■ WHAT THE TASK ASKS ■
Each line below should be reproduced without any alteration.

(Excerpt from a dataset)
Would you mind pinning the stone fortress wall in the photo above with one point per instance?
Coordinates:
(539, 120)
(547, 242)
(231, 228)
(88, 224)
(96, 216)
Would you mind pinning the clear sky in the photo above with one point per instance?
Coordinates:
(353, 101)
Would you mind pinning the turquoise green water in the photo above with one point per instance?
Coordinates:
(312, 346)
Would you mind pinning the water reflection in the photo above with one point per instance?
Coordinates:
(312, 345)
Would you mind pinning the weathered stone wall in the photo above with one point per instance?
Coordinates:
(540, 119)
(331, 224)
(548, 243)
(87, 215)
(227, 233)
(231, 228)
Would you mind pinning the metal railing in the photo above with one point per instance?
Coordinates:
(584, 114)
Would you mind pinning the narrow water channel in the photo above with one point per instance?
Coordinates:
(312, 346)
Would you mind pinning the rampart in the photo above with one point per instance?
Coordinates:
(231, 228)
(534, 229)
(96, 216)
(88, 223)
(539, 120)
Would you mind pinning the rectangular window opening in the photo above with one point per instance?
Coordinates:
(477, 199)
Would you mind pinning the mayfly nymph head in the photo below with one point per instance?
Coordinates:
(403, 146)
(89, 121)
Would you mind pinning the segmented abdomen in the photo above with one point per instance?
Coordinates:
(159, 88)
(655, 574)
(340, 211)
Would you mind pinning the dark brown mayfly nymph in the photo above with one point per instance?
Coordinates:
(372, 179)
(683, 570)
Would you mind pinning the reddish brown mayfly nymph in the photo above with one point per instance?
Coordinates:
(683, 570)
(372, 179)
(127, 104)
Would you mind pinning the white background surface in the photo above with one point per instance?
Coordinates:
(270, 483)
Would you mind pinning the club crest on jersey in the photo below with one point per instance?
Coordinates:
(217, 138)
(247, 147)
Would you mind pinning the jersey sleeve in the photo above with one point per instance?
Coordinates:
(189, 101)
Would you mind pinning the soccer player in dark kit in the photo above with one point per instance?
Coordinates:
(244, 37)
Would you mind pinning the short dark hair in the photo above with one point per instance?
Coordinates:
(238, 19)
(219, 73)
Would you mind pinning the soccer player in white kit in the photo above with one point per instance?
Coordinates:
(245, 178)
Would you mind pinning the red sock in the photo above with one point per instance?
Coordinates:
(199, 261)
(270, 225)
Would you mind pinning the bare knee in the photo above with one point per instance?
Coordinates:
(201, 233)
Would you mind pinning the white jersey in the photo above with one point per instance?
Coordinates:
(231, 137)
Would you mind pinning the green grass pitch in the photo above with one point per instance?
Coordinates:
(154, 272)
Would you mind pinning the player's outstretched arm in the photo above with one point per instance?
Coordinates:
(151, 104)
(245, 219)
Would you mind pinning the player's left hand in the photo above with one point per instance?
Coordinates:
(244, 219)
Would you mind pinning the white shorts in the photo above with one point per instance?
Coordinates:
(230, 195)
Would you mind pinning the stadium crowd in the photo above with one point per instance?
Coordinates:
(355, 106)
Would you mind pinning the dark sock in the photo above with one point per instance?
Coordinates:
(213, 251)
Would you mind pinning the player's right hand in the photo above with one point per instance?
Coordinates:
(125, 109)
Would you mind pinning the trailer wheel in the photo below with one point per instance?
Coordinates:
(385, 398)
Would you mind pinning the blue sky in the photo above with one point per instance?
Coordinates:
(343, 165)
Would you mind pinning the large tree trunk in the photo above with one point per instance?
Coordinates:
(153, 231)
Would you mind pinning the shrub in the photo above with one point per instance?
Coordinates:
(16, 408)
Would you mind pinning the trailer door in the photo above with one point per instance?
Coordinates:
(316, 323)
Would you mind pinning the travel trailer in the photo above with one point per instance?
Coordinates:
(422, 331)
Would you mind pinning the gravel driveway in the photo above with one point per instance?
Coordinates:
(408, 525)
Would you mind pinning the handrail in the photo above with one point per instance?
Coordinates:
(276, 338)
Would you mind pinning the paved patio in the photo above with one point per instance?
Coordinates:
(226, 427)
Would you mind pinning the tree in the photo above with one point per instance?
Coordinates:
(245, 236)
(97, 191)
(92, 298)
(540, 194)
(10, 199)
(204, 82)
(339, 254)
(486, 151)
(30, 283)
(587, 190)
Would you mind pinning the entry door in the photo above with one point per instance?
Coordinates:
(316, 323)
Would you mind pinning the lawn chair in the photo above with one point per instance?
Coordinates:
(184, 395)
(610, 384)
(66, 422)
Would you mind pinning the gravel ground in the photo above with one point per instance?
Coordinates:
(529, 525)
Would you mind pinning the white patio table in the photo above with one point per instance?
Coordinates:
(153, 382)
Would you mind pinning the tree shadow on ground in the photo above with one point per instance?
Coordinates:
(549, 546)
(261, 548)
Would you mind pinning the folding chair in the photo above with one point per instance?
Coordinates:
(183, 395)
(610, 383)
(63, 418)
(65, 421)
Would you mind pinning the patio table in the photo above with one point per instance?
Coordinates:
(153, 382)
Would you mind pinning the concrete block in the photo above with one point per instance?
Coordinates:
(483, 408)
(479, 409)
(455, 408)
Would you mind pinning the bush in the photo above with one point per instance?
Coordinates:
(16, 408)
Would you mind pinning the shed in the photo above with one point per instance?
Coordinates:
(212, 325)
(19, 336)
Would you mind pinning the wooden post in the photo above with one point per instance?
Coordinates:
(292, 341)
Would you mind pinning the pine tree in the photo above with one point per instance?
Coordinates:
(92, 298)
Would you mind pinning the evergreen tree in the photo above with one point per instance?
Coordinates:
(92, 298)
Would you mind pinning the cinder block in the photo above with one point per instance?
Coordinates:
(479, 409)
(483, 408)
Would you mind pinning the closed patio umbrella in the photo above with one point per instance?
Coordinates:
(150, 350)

■ EXERCISE OUTPUT ■
Would you mind pinning the stone fortress wall in the photo above with one point per instance?
Coordinates:
(539, 120)
(547, 242)
(231, 228)
(88, 224)
(96, 216)
Would you mind pinning the clear sky in the photo above with one point per instance?
Coordinates:
(353, 101)
Would you mind pinning the turquoise green water in the photo above with one point per instance?
Coordinates:
(312, 346)
Would you mind pinning the water reflection in the photo above with one point per instance?
Coordinates:
(312, 345)
Would you mind pinning the weathered stone wall in the photo above with one point per instance?
Coordinates:
(540, 119)
(331, 224)
(548, 243)
(87, 215)
(227, 233)
(231, 228)
Would you mind pinning the metal railing in the photo above with one point per instance?
Coordinates:
(584, 114)
Would you mind pinning the narrow water channel in the photo above with one point per instance?
Coordinates:
(312, 346)
Would you mind pinning the rampart in the photo above with one point per instance?
Coordinates:
(231, 228)
(534, 229)
(96, 216)
(88, 223)
(539, 120)
Would you mind pinning the rectangular window opening in the photo above with one point per instance?
Coordinates:
(477, 199)
Would you mind pinning the mayfly nymph head in the photo below with one point per instance?
Coordinates:
(403, 146)
(89, 121)
Would you mind pinning the segmented abdomen in the photo above with one point per instance?
Coordinates:
(159, 88)
(655, 574)
(340, 211)
Would you mind pinning the dark brown mayfly nymph in the photo above with one point per instance?
Coordinates:
(372, 179)
(683, 570)
Would you mind pinning the reddish brown mayfly nymph in the photo above with one point per instance?
Coordinates:
(683, 570)
(372, 179)
(127, 104)
Would you mind pinning the white background surface in the photo above with one point per instance?
Coordinates:
(270, 483)
Would you mind pinning the club crest on jersey in the photo below with one point per instance?
Coordinates:
(217, 138)
(247, 147)
Would you mind pinning the jersey sleeve in the photo above with one point per instance?
Coordinates:
(189, 101)
Would you mind pinning the soccer player in dark kit in the photo above with one point per instance?
Coordinates:
(244, 37)
Would you mind pinning the short dark hair in the photo above with one point per instance?
Coordinates:
(238, 19)
(219, 73)
Would you mind pinning the soccer player in white kit in the photo above with one point per instance?
Coordinates:
(245, 178)
Would you mind pinning the red sock in the photo above with one point per instance?
Coordinates:
(199, 261)
(270, 225)
Would you mind pinning the bare knee in the photo above with one point per instance?
Coordinates:
(201, 233)
Would you mind pinning the white jersey in the photo above with one point per instance?
Coordinates:
(231, 137)
Would you mind pinning the green grass pitch in the photo above with one point per instance?
Coordinates:
(154, 272)
Would you mind pinning the player's outstretched arm in the photo above with one point per instance?
Coordinates:
(151, 104)
(245, 219)
Would you mind pinning the player's left hand in the photo above with one point per instance?
Coordinates:
(244, 219)
Would you mind pinning the white shorts in the photo above with one point per instance?
Coordinates:
(230, 195)
Would you mind pinning the stadium crowd in the photo above with one point per instance?
Coordinates:
(355, 106)
Would you mind pinning the dark sock in the photo above with one point per instance?
Coordinates:
(213, 251)
Would you mind pinning the player's right hand in the photo above with one point per instance?
Coordinates:
(125, 109)
Would you mind pinning the trailer wheel in the photo below with one point per instance?
Coordinates:
(385, 398)
Would you mind pinning the blue sky in the photo above with one point per instance?
Coordinates:
(343, 165)
Would you mind pinning the large tree trunk in the photo above with one point per instance?
Coordinates:
(153, 231)
Would you mind pinning the shrub in the photo above with one point per instance?
Coordinates:
(16, 408)
Would you mind pinning the trailer door in the photo above with one point per instance?
Coordinates:
(316, 323)
Would you mind pinning the travel trailer in the photo above with one point per instance?
Coordinates:
(422, 331)
Would you mind pinning the gravel driveway in the photo above with one point per instance?
Coordinates:
(408, 525)
Would you mind pinning the handrail in the photo above with one point per instance?
Coordinates:
(276, 338)
Would you mind pinning the paved patio in the photo above with one point per instance?
Coordinates:
(226, 427)
Would you mind pinning the tree in the photo above with one point per instance?
Coordinates:
(245, 236)
(97, 191)
(92, 298)
(540, 194)
(10, 199)
(204, 82)
(339, 254)
(486, 151)
(30, 283)
(587, 190)
Would you mind pinning the entry door in the photo above with one point per instance?
Coordinates:
(316, 323)
Would you mind pinning the lawn chair in the photo above with one point per instance?
Coordinates:
(184, 395)
(610, 384)
(66, 422)
Would you mind pinning the gravel ground in the photo above with one point per instance?
Coordinates:
(529, 525)
Would you mind pinning the white patio table in the photo above with one point per instance?
Coordinates:
(153, 382)
Would you mind pinning the tree shadow on ground in the photo above with one point per instance?
Coordinates:
(549, 546)
(261, 548)
Would you mind pinning the folding chair in the photo above with one point per instance?
Coordinates:
(183, 395)
(610, 383)
(63, 418)
(65, 421)
Would you mind pinning the patio table in the photo above with one point per instance?
Coordinates:
(153, 382)
Would you mind pinning the concrete block in the photo above with one point per instance?
Coordinates:
(483, 408)
(479, 409)
(455, 408)
Would you mind pinning the bush in the photo above with one point per instance?
Coordinates:
(16, 408)
Would you mind pinning the shed in the photo above with one point per instance?
Coordinates:
(212, 325)
(19, 336)
Would you mind pinning the wooden post in the photo above with one point per instance?
Coordinates:
(292, 341)
Would you mind pinning the pine tree in the photo above with one point per instance?
Coordinates:
(92, 298)
Would you mind pinning the evergreen tree in the photo above with one point per instance?
Coordinates:
(92, 298)
Would you mind pinning the cinder block in the photo above with one point per instance?
Coordinates:
(479, 409)
(483, 408)
Would you mind pinning the closed patio umbrella in the photo above with one point per instance?
Coordinates:
(150, 350)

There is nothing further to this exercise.